-- Task input start --

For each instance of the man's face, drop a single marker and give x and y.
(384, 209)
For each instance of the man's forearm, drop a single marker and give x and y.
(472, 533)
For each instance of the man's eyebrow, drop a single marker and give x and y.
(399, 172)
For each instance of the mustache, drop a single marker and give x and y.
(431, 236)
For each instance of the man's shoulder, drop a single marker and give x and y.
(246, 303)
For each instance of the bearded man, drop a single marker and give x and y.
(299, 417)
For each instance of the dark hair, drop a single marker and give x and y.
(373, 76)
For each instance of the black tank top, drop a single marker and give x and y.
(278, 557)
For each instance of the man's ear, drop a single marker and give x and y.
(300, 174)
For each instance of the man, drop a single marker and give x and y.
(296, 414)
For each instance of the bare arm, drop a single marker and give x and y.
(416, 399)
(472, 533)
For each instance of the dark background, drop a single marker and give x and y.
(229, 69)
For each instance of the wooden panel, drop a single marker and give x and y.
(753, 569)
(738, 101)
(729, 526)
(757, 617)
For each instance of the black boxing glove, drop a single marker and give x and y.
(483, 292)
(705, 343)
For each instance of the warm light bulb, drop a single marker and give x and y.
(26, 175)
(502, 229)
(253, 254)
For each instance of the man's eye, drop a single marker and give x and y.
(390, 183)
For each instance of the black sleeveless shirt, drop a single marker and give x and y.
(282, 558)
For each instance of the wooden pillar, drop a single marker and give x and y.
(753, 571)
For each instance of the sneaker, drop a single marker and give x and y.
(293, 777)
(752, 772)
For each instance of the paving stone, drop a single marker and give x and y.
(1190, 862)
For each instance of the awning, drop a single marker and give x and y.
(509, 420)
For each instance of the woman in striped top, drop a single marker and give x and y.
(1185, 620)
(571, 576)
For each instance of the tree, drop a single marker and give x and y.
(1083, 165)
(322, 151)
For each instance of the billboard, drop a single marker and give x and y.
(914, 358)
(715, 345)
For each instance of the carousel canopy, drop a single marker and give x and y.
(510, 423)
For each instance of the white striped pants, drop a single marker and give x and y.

-- Task input end --

Your objective: Convert the listing, from the line holding "For each instance of the tree, drop" through the last line of the listing, both ends included, into a Markdown table with the columns No. and Text, one numbered row per line and blank lines left out.

Complete response:
| No. | Text |
|---|---|
| 1 | For each instance of the tree, drop a single marker and give x and y. |
| 2 | (1083, 165) |
| 3 | (322, 151) |
| 4 | For each instance of the billboard, drop a single marker and give x and y. |
| 5 | (914, 358) |
| 6 | (715, 345) |
| 7 | For each instance of the carousel canopy, drop a single marker and give x and y. |
| 8 | (510, 423) |
| 9 | For each instance of the white striped pants, drop a single marker and give x and y. |